• **OBJECTIVE**
Please write out all of the entries below word for word, keeping each line unchanged.

━━ DATASET ENTRIES ━━

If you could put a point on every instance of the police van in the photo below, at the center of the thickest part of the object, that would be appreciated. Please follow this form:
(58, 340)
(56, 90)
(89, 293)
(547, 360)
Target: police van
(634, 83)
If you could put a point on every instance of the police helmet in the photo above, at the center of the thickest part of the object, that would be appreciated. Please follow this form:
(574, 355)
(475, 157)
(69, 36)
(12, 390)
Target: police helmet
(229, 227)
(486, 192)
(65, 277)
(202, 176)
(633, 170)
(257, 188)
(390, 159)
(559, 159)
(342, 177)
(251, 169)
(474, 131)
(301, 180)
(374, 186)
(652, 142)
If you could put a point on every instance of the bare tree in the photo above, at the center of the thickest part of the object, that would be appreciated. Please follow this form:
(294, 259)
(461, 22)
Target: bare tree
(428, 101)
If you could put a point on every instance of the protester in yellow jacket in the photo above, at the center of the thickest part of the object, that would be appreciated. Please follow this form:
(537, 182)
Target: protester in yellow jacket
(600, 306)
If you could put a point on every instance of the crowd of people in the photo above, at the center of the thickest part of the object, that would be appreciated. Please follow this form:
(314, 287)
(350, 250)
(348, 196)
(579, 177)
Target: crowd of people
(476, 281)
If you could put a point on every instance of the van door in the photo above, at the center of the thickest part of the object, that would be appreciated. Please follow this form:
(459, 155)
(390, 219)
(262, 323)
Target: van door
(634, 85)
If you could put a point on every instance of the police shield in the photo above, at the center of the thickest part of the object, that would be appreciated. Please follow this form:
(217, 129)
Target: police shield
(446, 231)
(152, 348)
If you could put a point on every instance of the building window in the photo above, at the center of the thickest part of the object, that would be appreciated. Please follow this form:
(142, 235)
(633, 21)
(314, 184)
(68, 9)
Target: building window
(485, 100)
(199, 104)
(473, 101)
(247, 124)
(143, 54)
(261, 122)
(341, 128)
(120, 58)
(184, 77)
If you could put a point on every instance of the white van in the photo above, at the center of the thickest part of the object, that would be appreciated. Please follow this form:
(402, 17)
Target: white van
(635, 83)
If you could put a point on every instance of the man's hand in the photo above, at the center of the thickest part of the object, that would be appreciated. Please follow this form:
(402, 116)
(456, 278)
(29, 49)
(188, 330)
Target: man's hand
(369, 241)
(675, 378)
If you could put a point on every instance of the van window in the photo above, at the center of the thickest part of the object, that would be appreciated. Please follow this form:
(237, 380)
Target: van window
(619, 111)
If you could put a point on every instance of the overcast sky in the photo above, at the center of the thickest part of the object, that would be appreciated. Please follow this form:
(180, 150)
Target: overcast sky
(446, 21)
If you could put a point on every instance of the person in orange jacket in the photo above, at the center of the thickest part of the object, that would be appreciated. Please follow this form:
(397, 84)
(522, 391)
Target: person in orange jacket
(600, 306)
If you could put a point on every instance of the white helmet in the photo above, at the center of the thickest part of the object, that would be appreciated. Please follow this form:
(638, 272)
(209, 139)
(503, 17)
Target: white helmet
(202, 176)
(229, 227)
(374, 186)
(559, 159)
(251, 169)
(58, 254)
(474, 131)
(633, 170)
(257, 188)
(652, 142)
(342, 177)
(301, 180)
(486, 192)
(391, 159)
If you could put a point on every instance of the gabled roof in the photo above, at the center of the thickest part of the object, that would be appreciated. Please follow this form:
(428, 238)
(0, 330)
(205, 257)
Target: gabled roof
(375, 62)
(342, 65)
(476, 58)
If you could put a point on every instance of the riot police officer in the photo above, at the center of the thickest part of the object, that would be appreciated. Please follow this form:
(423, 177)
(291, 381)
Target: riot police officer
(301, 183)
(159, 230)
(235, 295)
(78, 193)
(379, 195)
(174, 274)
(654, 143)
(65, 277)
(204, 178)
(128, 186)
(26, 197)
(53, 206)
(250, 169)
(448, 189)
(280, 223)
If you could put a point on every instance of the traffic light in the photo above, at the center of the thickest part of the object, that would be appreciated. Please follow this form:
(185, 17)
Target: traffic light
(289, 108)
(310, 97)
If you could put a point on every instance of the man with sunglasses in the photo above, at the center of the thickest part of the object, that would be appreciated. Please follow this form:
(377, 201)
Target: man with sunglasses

━━━

• **WRITTEN SOLUTION**
If you could put a point on every instance of the police van in the photo below, at the center of the thickest part of the object, that would be appreciated. Please follow this form:
(58, 340)
(56, 90)
(89, 293)
(547, 360)
Target: police van
(634, 83)
If you could put a point on every instance of the police helmet in the photo above, at the center of the thickest part of the object, that would be appreciated. Please follow this form:
(574, 355)
(475, 157)
(69, 36)
(12, 390)
Target: police helmet
(229, 227)
(486, 192)
(65, 277)
(202, 176)
(633, 170)
(257, 188)
(390, 159)
(559, 159)
(342, 177)
(251, 169)
(474, 131)
(301, 180)
(374, 186)
(652, 142)
If you could put a point on every instance of the bare tree in the photo above, at the center of the thickest part of the object, that would be appreciated. Please follow this form:
(294, 259)
(461, 22)
Target: bare tree
(428, 101)
If you could put a point on every instance of the protester in yellow jacket in the photo above, at the center of the thickest part of the object, that would be appreciated. Please follow this form:
(537, 182)
Target: protester in yellow jacket
(600, 306)
If you could put a point on every instance of the crowd of people in the photo above, at the center of the thickest part of the object, that would be appreciated. Please follow this form:
(314, 287)
(350, 250)
(348, 196)
(579, 177)
Target: crowd of people
(476, 281)
If you could put a point on every instance of the van door in the photo above, at the center of the thickest part of the object, that would be appreciated. Please follow this form:
(459, 155)
(390, 219)
(262, 323)
Target: van door
(634, 85)
If you could put a point on every instance of the police shield in the photo above, at the center of the thickest part of the object, that would be appreciated. Please follow this form:
(217, 129)
Target: police shield
(446, 231)
(152, 348)
If you could put a point on every instance of the building window in the photo above, at the center of the thickest part of the object, that would be appreciated. Please follow this form:
(142, 235)
(633, 21)
(314, 184)
(68, 9)
Target: building window
(485, 100)
(199, 104)
(473, 101)
(247, 124)
(143, 54)
(261, 122)
(341, 128)
(120, 58)
(184, 77)
If you could put a point on every instance of the white van in the photo above, at the center of the thickest part of the object, that would be appreciated. Please follow this form:
(402, 17)
Target: white van
(635, 83)
If you could put a point on every instance of the man's hand in the photo above, at the center of the thickest part of the object, that would be appreciated. Please follow this form:
(402, 116)
(456, 278)
(29, 49)
(188, 330)
Target: man's hand
(369, 241)
(675, 378)
If you could put a point on every instance of the van window in the photo above, at the center of the thickest part of the object, that would be appreciated. Please follow this form:
(237, 380)
Target: van window
(619, 111)
If you could put a point on every instance of the overcast sky in the photo above, at the center of the thickest part of the object, that would be appreciated. Please follow this form:
(180, 150)
Target: overcast sky
(446, 21)
If you could put a point on every instance of the person in orange jacket in the photo above, at the center of the thickest part of the object, that would be appreciated. Please follow this form:
(397, 84)
(522, 391)
Target: person in orange jacket
(600, 306)
If you could put a point on every instance of the white helmet in the photo above, at the center of the thickest part of the object, that would be appreciated. Please follow this form:
(638, 272)
(209, 139)
(503, 17)
Target: white helmet
(202, 176)
(229, 227)
(374, 186)
(559, 159)
(251, 169)
(58, 254)
(474, 131)
(633, 170)
(257, 188)
(652, 142)
(342, 177)
(301, 180)
(486, 192)
(391, 159)
If you could put a point on every instance of the gabled roof in the photo above, at the center of the thickest part of the object, that would be appreciated. Please follow this form:
(428, 238)
(0, 330)
(205, 257)
Target: gabled roof
(375, 62)
(342, 65)
(476, 58)
If you could put a point on every instance of the riot police officer in the photo above, at the center of the thickest part of the object, that would be appreciated. Please follow this form:
(423, 177)
(291, 381)
Target: riot police officer
(301, 183)
(159, 230)
(235, 295)
(78, 193)
(379, 195)
(174, 274)
(654, 143)
(65, 277)
(204, 178)
(128, 186)
(26, 197)
(53, 206)
(250, 169)
(448, 189)
(280, 223)
If you could put a point on every instance of the traffic light in the photo above, at the center of the thickest part of the object, that would be appreciated. Please follow this form:
(185, 17)
Target: traffic light
(289, 108)
(310, 97)
If you could put a point on every instance of the man with sunglasses in the photo above, at the center of the thickest part of the object, that would be appreciated. Please follow this form:
(377, 201)
Target: man with sunglasses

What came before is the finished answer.